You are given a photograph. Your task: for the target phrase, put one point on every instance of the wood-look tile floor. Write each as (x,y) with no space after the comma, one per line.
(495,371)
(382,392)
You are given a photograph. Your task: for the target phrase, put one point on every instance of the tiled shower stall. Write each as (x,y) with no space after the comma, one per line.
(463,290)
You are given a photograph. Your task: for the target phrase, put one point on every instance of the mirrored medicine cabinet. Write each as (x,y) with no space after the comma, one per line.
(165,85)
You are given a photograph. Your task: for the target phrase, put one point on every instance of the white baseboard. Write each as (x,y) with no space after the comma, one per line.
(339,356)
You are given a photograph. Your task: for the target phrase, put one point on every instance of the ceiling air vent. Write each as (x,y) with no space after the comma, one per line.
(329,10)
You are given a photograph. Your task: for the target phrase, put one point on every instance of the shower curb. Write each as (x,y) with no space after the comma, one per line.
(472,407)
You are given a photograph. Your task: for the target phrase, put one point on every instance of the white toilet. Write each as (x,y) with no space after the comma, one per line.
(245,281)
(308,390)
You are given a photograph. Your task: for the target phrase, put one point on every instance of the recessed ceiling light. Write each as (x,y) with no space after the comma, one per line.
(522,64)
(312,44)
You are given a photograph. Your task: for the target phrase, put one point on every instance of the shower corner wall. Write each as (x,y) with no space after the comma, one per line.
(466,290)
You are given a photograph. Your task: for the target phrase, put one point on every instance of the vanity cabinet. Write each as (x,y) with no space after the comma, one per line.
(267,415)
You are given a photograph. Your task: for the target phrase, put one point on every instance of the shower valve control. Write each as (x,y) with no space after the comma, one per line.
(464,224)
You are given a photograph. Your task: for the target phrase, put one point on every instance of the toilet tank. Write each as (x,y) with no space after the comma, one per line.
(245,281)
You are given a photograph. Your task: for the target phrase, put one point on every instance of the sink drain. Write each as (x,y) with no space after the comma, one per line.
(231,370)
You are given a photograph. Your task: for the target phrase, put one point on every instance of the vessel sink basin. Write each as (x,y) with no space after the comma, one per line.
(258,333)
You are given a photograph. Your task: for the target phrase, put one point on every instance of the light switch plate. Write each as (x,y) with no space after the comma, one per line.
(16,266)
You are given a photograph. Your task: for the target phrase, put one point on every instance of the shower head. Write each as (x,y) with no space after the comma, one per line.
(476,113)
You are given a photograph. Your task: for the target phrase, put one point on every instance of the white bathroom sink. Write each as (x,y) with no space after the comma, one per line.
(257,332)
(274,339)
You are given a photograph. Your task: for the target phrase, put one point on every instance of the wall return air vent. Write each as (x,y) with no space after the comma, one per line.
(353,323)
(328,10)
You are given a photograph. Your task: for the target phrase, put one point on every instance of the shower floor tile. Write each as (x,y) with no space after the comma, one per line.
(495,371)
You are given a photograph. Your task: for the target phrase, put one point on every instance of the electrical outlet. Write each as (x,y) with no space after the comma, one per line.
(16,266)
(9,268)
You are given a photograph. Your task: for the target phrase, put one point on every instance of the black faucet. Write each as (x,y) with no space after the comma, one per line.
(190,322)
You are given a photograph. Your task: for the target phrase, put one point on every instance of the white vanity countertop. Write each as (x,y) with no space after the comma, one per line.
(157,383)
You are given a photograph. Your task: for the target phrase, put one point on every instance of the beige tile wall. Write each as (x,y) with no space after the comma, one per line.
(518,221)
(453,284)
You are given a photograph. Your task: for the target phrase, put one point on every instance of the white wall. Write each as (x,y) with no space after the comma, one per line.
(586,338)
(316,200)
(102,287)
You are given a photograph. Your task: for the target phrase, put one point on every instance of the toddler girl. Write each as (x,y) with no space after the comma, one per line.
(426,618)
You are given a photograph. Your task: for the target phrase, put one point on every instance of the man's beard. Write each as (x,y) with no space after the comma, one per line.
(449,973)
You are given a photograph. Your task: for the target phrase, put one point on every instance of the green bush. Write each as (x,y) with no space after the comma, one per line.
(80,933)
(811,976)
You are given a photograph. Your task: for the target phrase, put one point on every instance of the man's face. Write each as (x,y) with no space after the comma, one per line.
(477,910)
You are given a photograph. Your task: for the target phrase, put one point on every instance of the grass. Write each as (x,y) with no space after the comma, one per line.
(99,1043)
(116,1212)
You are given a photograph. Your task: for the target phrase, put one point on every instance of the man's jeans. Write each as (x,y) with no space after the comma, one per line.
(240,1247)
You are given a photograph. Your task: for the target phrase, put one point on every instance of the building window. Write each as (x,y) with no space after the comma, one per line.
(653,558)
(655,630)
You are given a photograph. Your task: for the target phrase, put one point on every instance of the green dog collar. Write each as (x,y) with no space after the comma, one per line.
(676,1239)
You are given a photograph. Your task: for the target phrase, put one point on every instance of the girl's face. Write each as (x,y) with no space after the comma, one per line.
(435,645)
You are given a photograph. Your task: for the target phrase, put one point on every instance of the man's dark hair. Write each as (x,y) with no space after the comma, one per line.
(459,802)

WHAT THE TASK REQUIRES: Change "one per line" to "each on its own line" in every row above, and leave everything else in those rows the same.

CORRECT ANSWER:
You are given a photograph. Your task: for the target phrase, put one point on every instance of the wood-look tile floor. Write each as (x,y) with no space after the comma, each on its own line.
(495,371)
(382,392)
You are given a photograph. Your task: for the target phrase, put one point on every instance of the tiled shower stall. Write each as (x,y) with no space after the comma, each on its own line.
(463,290)
You are given a photograph. Your task: for the target phrase, put one point on every instance of the mirrored medicine cabinet. Write each as (x,y) with no space after the comma, each on its own line.
(165,85)
You are given a photograph. Your task: for the target phrase, put one point on every instance of the white baseboard. Write each as (x,y) with no space after the comma, each on its own line.
(339,356)
You are given a photograph. Your task: for the target phrase, put one point on every instance of the ceiling air vent. Write each as (x,y) with no space after the comma, each on its own line.
(329,10)
You are given a photograph. Your task: for the target phrase, put one point on every instance of the shower curb. Write each as (x,y) with no space after the comma, each on its own line.
(472,407)
You are given a photograph. Your task: for the target phrase, put one point on every instance of the white toilet. Write each as (x,y) with no space after the comma, each on its own line.
(245,281)
(308,390)
You are given a photograph. Your task: for the target phrase, put one point on every instance of the recessed ceiling light. Write each as (x,y) with no space after the comma, each on its own line.
(522,64)
(312,44)
You are given a photograph. Your task: for the target phrase, put one point on every instance of the shower corner wall. Write each as (x,y) with no space after the comma, each on its own line.
(466,290)
You are given a photograph. Your task: for the target phrase, put one point on every instance of the vanity cabinet. Write each as (x,y) with no space after the comma, each on its own line.
(267,415)
You are given a photograph. Your task: for the target phrase, put one point on every instance of the shower valve control. Write each as (x,y) with no space after the comma, each on its own line.
(464,224)
You are given a photograph. Your task: for the target phrase, put one point on every instance of the toilet tank. Write each as (x,y) with no space after the comma, each on its own line.
(245,281)
You are given a photograph. Your task: for the target phrase, put one point on every instance of the sink drain. Write each as (x,y) with no space after the comma, each on its own line.
(231,370)
You are given a photograph. Your task: for the target phrase, put one point on every instance of the vessel sink basin. Write each as (x,y) with no space after the comma, each on its own line.
(258,333)
You are given a photograph. Your task: for the target phrase, put one point on every instance of the light switch plate. Write each as (x,y) with no space after the comma, each on its own line.
(16,266)
You are given a photograph. Your task: for the target phrase, put one point on every instance of the shower head. Write each as (x,y) with no space after the comma, each on its own line.
(476,113)
You are given a photograph. Your task: for the target phrase, put one point on every instance of the white bathroom sink. Write each as (x,y) with no space after the comma, each on its own line.
(257,332)
(274,339)
You are given a photograph. Your task: for the target phrase, put one point on every instance of the wall return air vent. Write each as (x,y) with no space after the comma, each on its own line.
(353,323)
(328,10)
You are given a photograph. Your task: for the target phrase, put one point on every instance of the shower floor tile. Write each as (x,y) with no space after the comma, each on its own line.
(495,371)
You are given a photograph. Your task: for the target phrase, put one point on every instance of the electrical outlet. Write each as (x,y) with no space after the comma, each on its own line.
(16,266)
(9,268)
You are given a photograph. Your task: for the target phrase, put one point on every instance of the black faucet. Write each as (x,y) with no space after the comma, each on its own line.
(190,322)
You are given a photograph. Your task: for the target phrase, put one point on every instance of the white vanity countertop. Write each as (x,y) with no space after the comma, each on its own line.
(157,383)
You are given a photograph. Your task: for the target phrase, put one point on every instance of the beige tile wall. Write each as (x,y) with no space after the comma, each on its own line.
(518,221)
(453,284)
You are given a photograph. Your task: for the target phrase, put one point on every instance of the white wall. Write each as (x,y) with no space after the comma, each on its own line.
(586,338)
(316,200)
(102,287)
You are given a photograph. Your task: for the target phrase, put one point on every instance of the toddler girl. Write each as (x,y) with no space after the comma, each on its own line.
(426,618)
You are given a photograph. Your task: for the target phrase, put one point on every instance of the man's beard. Write each as (x,y) with no space after the comma, each on its own line.
(449,973)
You are given a photograph. Your task: for the target phrase, put one point on every instance of the green bush. Write each as (x,y) with no space after the comma, each on its own line.
(80,933)
(811,976)
You are given a photograph. Your task: for the target phrase, put one point on every instance of the man's face. Write each as (x,y) with no space after the comma, each on its own line.
(477,910)
You are given a photograph. Your task: for the target phrase, put one point on every instance of the grass. Write each as (x,y) with no space after the comma, each on its own line.
(99,1043)
(116,1212)
You are given a photograph. Your task: for the target phrase, put one point on every instance of the man's jeans. Write each as (x,y) with no space after the comma, each on its own line.
(240,1247)
You are given a photograph. Your task: for the target phrase, put one point on every instance of the building window. Write each as (x,y) with no space after the comma, each on its own line.
(653,558)
(655,630)
You are given a photograph. Your task: for the target phrase, put one point on every instance of the green dog collar. Write each as (x,y) with no space after the comma, each on its own line.
(676,1239)
You are given a photograph. Your task: for the target phrase, put one point on every instance of the girl's face. Write each as (x,y) with no space after the comma, each on its own line.
(435,645)
You are given a photograph. Your task: for the target phrase, put one point on every instance of the man's dark hair. Write each as (x,y) with no space after the comma, each on its own line.
(459,802)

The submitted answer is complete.